Records drawn from a dataset
+-------+

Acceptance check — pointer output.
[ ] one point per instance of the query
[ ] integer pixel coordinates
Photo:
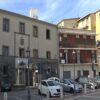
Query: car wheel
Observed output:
(39, 92)
(50, 94)
(71, 90)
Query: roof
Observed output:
(30, 18)
(68, 19)
(84, 17)
(88, 15)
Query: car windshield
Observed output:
(51, 83)
(72, 82)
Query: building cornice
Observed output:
(75, 31)
(78, 48)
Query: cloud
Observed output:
(52, 10)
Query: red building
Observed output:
(77, 53)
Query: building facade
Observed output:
(68, 23)
(92, 22)
(19, 34)
(77, 53)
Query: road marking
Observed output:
(84, 95)
(92, 97)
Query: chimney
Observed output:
(34, 13)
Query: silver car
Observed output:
(70, 85)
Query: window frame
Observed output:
(48, 36)
(35, 31)
(5, 50)
(6, 25)
(22, 27)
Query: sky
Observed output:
(52, 11)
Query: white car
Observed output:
(71, 86)
(56, 79)
(49, 86)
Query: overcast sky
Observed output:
(52, 10)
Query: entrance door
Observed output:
(67, 74)
(86, 73)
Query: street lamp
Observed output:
(74, 67)
(28, 92)
(93, 62)
(63, 62)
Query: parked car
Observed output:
(56, 79)
(50, 86)
(70, 85)
(89, 81)
(5, 86)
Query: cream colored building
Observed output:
(77, 53)
(68, 23)
(92, 22)
(19, 33)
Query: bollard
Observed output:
(5, 96)
(93, 87)
(48, 94)
(61, 93)
(85, 88)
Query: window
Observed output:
(5, 25)
(44, 83)
(22, 28)
(5, 51)
(21, 52)
(35, 31)
(5, 70)
(78, 73)
(48, 54)
(48, 34)
(21, 41)
(35, 53)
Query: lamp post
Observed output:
(28, 91)
(73, 53)
(63, 62)
(93, 62)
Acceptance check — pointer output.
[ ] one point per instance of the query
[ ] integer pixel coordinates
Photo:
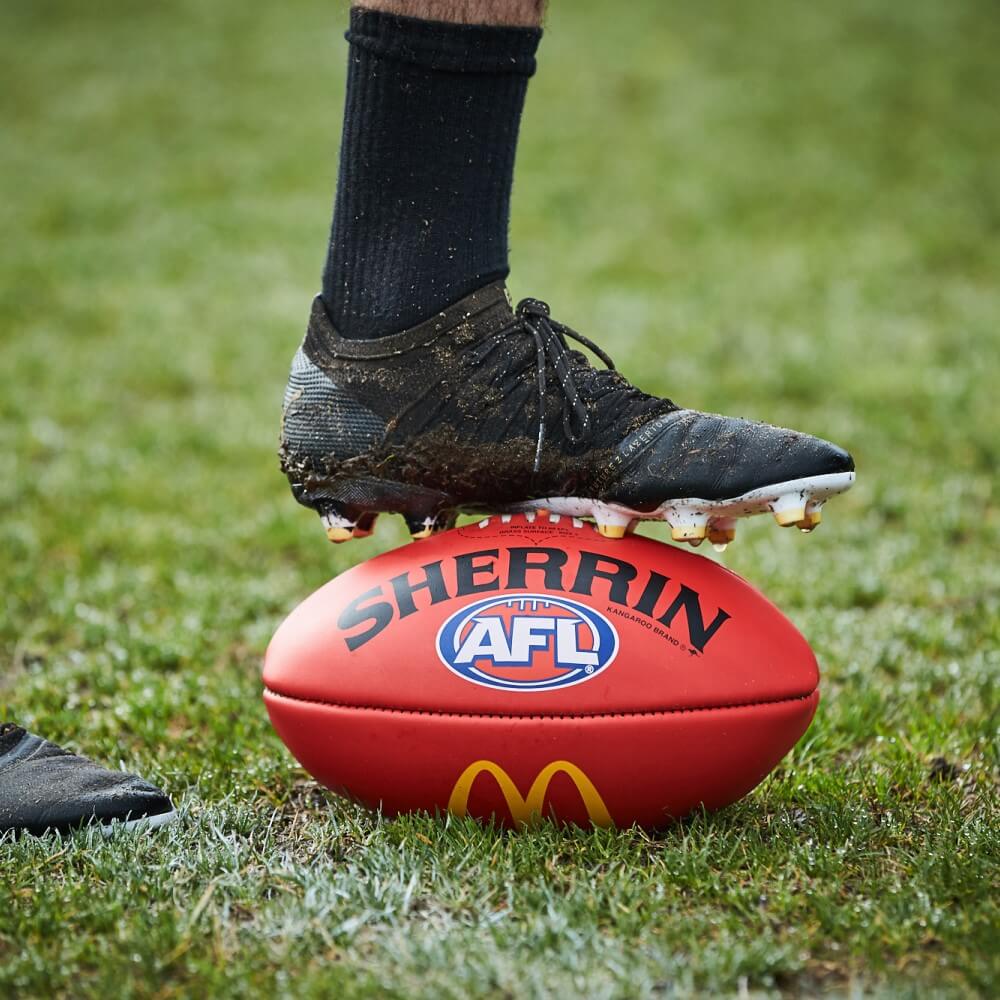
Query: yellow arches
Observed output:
(524, 809)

+-------+

Task goal ::
Using the entries above, give again exactly the lines from the line holding "Query: roof" through the line holding "Query: cream colored building". Include both end lines and nothing else.

Response to the task ::
Query: roof
Observed output:
(30, 18)
(68, 19)
(84, 17)
(88, 15)
Query: car windshield
Observed output:
(51, 83)
(72, 82)
Query: building cornice
Observed output:
(75, 31)
(78, 48)
Query: cloud
Observed output:
(52, 10)
Query: red building
Observed output:
(77, 53)
Query: building facade
Observed output:
(68, 23)
(92, 22)
(19, 34)
(77, 53)
Query: road marking
Observed output:
(84, 95)
(92, 97)
Query: chimney
Observed output:
(34, 13)
Query: silver car
Observed output:
(70, 85)
Query: window frame
Observed output:
(48, 36)
(35, 31)
(5, 50)
(6, 25)
(22, 27)
Query: sky
Observed output:
(52, 11)
Query: white car
Observed output:
(71, 86)
(56, 79)
(49, 86)
Query: overcast sky
Observed output:
(52, 10)
Query: entrance door
Observed output:
(67, 74)
(86, 73)
Query: street lamp
Observed output:
(74, 67)
(28, 92)
(93, 62)
(63, 62)
Query: parked car
Observed output:
(56, 79)
(50, 86)
(70, 85)
(89, 81)
(5, 86)
Query: cream colored building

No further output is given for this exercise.